# WORK REQUEST
Read through the material below and find each line that has the word "water"; copy it.

# DATASET EXCERPTS
=====
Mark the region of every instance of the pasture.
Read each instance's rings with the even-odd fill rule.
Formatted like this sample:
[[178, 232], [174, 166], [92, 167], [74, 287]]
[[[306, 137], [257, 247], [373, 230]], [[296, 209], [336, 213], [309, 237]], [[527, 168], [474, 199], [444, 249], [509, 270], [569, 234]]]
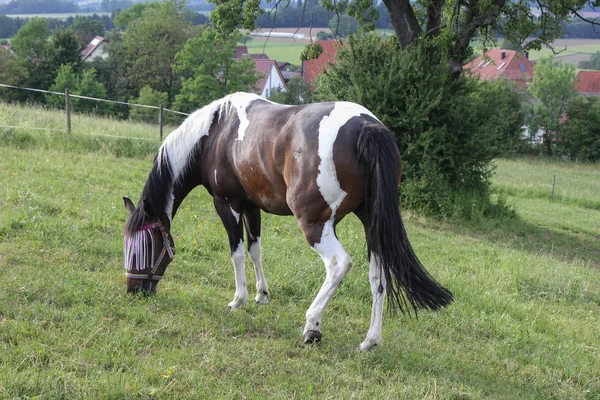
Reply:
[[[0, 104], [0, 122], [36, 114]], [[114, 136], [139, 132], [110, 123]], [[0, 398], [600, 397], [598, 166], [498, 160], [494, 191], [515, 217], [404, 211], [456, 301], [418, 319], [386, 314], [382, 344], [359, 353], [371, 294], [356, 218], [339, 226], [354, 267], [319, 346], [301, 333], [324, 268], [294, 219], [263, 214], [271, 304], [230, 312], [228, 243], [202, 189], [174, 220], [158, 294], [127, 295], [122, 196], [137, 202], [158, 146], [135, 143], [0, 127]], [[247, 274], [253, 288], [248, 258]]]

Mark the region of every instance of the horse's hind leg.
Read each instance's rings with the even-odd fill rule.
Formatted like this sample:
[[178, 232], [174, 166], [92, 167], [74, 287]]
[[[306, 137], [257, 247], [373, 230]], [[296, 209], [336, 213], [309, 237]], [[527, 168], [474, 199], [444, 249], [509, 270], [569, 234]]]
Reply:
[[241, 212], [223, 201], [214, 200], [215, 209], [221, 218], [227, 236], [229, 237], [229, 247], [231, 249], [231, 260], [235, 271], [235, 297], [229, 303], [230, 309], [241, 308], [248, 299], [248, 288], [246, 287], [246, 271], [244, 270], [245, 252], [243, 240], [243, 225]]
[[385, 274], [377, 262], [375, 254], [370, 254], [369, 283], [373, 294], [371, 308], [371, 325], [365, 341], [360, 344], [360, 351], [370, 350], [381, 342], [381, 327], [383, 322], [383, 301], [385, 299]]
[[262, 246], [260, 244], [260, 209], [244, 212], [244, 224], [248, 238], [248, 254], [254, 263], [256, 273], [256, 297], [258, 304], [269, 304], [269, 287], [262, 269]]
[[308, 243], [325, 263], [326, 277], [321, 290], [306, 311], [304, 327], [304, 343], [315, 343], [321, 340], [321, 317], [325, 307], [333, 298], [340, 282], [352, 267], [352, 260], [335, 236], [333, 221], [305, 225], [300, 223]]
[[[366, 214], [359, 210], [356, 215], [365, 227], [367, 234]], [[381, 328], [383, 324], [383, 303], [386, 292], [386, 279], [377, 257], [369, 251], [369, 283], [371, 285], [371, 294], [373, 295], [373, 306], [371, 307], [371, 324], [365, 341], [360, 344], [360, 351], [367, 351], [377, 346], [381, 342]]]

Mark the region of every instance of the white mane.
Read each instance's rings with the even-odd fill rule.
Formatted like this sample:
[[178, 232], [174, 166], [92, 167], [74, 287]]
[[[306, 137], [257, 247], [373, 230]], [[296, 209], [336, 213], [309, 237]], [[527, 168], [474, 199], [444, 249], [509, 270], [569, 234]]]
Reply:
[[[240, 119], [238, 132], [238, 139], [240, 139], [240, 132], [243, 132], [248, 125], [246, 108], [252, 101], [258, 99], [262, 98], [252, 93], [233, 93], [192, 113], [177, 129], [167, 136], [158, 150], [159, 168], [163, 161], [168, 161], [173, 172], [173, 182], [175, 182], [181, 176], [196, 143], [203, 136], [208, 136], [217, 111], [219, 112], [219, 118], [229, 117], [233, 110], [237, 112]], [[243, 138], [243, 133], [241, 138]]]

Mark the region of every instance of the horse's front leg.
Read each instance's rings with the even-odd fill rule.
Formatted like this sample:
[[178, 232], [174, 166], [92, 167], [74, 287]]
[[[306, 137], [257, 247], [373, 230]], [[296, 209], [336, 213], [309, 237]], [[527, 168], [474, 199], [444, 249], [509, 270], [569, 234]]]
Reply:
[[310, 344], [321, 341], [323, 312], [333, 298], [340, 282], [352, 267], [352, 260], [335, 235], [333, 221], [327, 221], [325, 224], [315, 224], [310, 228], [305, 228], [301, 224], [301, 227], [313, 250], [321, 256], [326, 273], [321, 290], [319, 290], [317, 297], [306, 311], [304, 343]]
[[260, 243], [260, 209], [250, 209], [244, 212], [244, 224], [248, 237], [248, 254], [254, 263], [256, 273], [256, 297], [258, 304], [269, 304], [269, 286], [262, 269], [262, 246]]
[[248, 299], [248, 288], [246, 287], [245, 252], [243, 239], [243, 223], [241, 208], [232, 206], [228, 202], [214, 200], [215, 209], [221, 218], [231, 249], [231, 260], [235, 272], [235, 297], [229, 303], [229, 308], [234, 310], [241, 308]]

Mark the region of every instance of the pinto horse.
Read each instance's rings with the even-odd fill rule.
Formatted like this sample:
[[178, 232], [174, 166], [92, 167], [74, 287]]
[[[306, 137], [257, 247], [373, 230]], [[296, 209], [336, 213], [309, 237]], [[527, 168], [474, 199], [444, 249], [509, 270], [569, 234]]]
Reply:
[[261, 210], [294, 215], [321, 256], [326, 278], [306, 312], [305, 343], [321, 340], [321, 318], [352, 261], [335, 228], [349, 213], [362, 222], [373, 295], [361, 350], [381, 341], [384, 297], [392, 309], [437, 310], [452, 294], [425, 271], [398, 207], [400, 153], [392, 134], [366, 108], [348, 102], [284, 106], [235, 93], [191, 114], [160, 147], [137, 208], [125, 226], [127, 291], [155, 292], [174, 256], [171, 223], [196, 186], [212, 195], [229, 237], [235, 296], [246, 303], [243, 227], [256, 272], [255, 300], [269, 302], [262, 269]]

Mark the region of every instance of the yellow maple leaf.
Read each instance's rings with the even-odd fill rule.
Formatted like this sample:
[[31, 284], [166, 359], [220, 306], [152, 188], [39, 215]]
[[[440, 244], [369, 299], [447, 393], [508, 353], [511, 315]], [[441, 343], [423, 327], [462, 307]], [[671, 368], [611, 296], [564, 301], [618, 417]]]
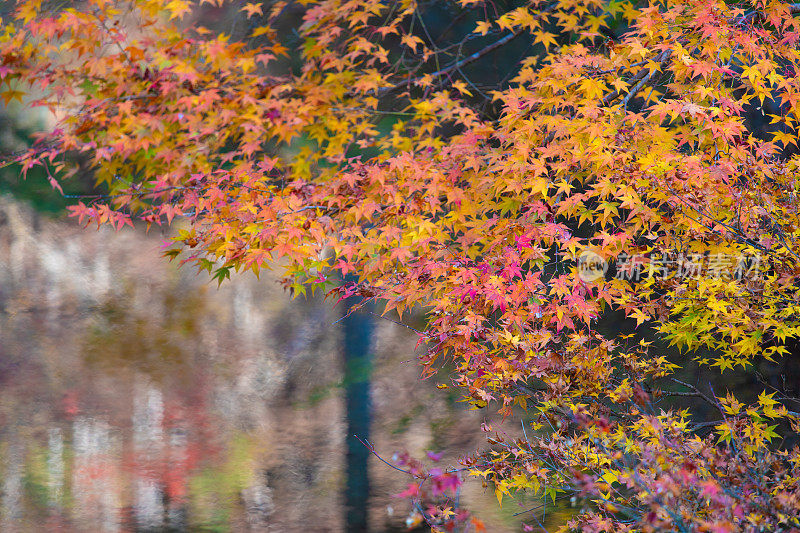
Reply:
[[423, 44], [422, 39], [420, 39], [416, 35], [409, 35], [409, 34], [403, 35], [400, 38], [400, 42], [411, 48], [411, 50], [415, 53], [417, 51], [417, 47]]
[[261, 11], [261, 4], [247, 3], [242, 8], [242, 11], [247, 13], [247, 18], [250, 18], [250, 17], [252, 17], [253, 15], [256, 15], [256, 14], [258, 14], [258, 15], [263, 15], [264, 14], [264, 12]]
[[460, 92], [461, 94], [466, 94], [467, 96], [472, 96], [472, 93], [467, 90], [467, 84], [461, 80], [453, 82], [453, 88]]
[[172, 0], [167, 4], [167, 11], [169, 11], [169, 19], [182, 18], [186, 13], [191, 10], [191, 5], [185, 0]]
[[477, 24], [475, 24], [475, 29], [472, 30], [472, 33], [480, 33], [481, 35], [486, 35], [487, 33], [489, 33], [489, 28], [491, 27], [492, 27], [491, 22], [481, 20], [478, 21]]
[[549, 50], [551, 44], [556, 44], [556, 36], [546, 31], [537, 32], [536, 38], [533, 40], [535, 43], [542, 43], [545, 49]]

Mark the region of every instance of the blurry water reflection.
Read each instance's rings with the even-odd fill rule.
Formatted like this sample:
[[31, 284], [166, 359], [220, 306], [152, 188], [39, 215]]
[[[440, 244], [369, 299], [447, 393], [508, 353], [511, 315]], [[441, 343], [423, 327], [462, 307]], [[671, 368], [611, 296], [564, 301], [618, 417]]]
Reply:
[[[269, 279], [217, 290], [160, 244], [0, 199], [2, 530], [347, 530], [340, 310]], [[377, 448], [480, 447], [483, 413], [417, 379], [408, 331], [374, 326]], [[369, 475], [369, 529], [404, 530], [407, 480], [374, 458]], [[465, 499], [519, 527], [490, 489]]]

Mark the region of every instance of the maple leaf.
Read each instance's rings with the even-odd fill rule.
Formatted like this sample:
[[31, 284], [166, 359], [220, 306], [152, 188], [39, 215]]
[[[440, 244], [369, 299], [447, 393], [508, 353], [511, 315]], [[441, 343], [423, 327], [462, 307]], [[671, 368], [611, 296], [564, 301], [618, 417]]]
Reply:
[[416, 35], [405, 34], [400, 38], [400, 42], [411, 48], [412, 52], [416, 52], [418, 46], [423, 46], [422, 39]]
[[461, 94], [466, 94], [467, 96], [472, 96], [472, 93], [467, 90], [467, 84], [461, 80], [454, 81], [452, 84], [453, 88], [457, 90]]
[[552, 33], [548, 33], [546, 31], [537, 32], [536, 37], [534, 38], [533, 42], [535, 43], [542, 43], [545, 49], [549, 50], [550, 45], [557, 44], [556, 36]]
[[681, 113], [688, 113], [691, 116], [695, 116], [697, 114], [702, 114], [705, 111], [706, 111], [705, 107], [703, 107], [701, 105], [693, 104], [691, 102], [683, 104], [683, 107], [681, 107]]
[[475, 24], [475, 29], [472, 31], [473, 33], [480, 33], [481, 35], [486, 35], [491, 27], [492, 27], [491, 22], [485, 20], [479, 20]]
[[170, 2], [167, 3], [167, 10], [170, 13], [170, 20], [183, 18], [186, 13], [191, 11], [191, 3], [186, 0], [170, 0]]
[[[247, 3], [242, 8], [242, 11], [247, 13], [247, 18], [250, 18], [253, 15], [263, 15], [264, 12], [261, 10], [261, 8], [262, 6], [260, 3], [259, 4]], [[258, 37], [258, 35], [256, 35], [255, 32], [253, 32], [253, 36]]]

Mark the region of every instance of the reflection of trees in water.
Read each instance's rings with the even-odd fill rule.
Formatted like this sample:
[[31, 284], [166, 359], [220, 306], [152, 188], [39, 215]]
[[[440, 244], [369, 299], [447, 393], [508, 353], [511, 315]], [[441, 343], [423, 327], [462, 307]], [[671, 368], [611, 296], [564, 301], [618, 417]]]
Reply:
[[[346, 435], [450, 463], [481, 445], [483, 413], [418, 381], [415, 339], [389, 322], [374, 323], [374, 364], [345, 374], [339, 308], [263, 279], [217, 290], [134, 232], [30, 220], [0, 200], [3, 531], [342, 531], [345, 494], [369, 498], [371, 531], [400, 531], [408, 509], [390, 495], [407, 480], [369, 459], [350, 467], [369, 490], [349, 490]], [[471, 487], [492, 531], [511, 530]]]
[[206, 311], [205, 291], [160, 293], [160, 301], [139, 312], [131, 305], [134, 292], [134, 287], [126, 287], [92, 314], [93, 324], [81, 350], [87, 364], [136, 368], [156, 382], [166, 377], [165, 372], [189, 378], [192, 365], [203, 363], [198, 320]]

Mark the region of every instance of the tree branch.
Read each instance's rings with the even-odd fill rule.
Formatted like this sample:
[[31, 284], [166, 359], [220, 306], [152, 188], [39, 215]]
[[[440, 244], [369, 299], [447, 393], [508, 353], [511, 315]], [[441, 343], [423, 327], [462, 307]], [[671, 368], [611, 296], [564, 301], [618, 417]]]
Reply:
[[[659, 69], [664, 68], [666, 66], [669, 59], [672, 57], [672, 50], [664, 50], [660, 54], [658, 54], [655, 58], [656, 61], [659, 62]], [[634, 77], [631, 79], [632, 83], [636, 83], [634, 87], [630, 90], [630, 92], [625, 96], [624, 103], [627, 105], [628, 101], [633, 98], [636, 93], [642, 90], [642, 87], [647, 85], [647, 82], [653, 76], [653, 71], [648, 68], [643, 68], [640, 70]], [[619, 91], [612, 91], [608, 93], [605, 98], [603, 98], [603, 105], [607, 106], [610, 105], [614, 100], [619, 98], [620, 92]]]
=====
# TASK RESULT
Mark the region of every instance of the blurry water reflection.
Mark the region of every instance of the reflection of trees in water.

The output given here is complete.